**THE PROBLEM**
Please rewrite the lines below, changing "instance" to "object" everywhere it appears and keeping all else as it is.

**SUPPLIED ENTRIES**
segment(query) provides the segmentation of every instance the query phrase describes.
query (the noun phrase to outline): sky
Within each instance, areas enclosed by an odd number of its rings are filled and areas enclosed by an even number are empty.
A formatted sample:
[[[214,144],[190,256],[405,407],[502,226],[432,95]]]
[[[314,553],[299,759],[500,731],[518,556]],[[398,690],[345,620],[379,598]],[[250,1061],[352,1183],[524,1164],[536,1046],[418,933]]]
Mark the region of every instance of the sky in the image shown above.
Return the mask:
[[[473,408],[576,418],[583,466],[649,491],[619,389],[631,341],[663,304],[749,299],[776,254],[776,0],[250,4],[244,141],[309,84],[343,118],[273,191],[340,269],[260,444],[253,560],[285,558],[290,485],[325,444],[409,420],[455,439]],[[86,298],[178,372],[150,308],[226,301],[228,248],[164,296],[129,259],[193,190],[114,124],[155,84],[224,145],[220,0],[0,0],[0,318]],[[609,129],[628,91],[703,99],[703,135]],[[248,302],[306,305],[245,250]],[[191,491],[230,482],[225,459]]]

**THE RESPONSE**
segment(query) provides the segmentation of every object the query phrase describes.
query (the noun phrase to outline): sky
Within each object, areas enclosed by an odd number of its rings are filled and areas enclosed by an even number are empty.
A formatted sample:
[[[214,144],[190,256],[405,407],[502,226],[432,95]]]
[[[314,553],[299,759],[500,731],[518,556]],[[398,690],[345,620],[379,598]],[[250,1061],[352,1183],[524,1164],[536,1046],[418,933]]]
Mark the region of every object of the sky in the image shown above.
Return the mask:
[[[473,408],[576,418],[583,466],[649,491],[619,389],[631,341],[663,304],[749,299],[776,254],[776,0],[250,4],[244,141],[309,84],[343,118],[273,191],[340,269],[260,444],[253,560],[285,558],[290,485],[325,444],[409,420],[455,439]],[[86,298],[178,372],[150,308],[226,301],[228,248],[164,296],[129,259],[193,190],[114,124],[155,84],[224,145],[220,0],[0,0],[0,318]],[[609,129],[628,91],[703,99],[703,135]],[[248,302],[306,305],[245,250]],[[191,491],[230,482],[225,459]]]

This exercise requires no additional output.